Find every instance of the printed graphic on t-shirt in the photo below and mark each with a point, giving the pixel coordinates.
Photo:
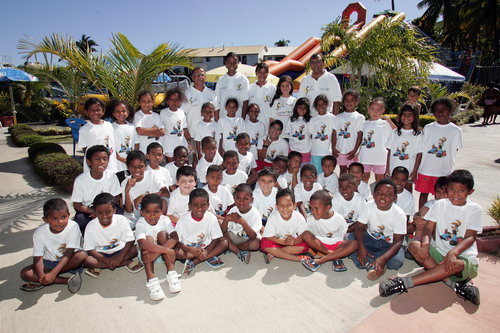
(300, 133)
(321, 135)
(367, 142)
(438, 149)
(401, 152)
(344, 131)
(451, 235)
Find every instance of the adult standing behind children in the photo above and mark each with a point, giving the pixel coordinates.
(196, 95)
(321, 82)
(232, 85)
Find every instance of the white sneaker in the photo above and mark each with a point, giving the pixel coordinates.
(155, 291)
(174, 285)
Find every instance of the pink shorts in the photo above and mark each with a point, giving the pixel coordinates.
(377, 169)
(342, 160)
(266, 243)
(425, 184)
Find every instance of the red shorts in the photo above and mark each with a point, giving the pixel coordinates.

[Task details] Exact copy, pictures excluded: restate every record above word for word.

[Answer to the exercise]
Find every instance of the printed graphic on t-shirt in the photo below and mark each with a point, giving the pixel coordinates.
Photo:
(300, 133)
(321, 135)
(367, 142)
(438, 149)
(401, 152)
(344, 131)
(451, 235)
Find every instance of the adult standing behind children in the photo above and mark each with a point, giving the pixel coordinates.
(196, 95)
(321, 82)
(232, 85)
Find every instance of the white sneaker in the photo above and mark each with a point, giving the pixel coordinates.
(155, 291)
(174, 285)
Find every instance of the pink shorts in the photo above and mark each with a point, giving the pixel coordinates.
(377, 169)
(342, 160)
(266, 243)
(425, 184)
Find every instance of the red shorts in the photo above and mark each with a point, giving the pixel coordinates.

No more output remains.